Data listing
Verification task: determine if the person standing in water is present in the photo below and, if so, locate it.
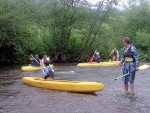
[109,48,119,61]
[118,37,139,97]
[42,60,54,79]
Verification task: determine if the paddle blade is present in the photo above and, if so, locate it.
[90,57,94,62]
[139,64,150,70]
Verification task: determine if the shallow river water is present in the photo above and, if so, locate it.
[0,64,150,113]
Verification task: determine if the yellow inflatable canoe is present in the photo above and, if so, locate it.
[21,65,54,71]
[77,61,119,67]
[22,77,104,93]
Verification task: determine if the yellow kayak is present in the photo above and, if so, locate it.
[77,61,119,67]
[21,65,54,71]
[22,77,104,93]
==
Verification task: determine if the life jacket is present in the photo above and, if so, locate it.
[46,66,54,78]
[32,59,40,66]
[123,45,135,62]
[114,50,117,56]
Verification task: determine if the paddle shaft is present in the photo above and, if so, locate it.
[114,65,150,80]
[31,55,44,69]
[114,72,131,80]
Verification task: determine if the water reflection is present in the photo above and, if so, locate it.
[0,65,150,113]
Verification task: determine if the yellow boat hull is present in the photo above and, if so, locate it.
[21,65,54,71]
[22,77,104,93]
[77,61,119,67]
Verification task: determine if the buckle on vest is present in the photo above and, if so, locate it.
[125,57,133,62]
--
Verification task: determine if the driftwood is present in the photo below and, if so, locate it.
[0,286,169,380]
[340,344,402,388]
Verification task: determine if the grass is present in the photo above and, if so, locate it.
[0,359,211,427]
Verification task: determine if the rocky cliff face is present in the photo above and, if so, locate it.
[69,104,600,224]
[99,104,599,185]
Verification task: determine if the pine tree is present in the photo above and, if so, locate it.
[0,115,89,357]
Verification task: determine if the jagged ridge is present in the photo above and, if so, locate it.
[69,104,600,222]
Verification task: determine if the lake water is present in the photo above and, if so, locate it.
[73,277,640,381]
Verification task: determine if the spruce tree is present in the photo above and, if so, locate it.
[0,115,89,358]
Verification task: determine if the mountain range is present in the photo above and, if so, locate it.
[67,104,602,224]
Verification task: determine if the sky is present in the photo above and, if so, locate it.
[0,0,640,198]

What you should do
Reproduce the material from the line containing "Verification task: determine if the person" through the line containing "[139,64,150,70]", including both of those lines. Omit the pictures from your answer.

Task output
Verification task: determine if the person standing in water is present in the photo below and, if so, locate it.
[109,48,119,61]
[118,37,139,97]
[42,60,54,79]
Verification task: determine if the paddle blade is present in the photo above and, if so, locate it.
[90,57,94,62]
[139,64,150,70]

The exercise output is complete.